━━ EXERCISE DATA

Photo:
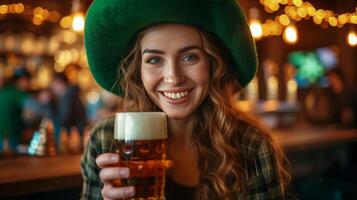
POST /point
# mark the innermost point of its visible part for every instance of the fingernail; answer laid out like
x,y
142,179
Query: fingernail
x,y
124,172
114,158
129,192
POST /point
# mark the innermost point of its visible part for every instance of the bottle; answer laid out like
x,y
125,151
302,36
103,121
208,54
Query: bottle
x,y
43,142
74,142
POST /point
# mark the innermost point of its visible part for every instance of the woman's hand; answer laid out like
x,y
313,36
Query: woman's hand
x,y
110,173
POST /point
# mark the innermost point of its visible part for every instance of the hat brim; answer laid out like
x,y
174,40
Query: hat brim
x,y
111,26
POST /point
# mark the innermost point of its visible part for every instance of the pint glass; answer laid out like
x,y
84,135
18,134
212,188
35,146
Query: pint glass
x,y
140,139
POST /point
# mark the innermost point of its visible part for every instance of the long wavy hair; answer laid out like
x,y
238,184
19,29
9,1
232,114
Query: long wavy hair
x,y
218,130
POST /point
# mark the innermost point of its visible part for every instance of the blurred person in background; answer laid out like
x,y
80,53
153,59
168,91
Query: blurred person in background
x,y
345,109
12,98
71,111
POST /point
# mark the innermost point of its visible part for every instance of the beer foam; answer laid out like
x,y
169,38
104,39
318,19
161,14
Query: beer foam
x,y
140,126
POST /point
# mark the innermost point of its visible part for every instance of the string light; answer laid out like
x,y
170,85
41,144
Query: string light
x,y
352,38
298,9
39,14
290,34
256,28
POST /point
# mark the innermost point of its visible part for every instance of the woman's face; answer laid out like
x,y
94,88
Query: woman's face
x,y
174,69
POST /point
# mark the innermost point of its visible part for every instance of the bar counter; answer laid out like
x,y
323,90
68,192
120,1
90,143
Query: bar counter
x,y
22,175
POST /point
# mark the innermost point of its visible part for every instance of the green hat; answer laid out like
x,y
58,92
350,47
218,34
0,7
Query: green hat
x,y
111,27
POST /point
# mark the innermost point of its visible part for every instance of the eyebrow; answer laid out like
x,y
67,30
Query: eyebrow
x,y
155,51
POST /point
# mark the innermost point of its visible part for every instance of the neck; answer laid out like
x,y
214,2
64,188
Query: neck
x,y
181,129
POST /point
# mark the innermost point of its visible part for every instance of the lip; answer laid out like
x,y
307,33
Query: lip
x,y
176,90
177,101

━━━━
━━ EXERCISE DATA

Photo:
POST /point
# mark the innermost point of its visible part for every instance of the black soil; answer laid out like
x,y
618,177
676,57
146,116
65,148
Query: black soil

━━━━

YOUR TASK
Wherever the string "black" appears in the data above, copy the line it sits in.

ANSWER TO THIS EXERCISE
# mark the innermost point of its visible part for every instance of the black soil; answer laid out like
Query: black soil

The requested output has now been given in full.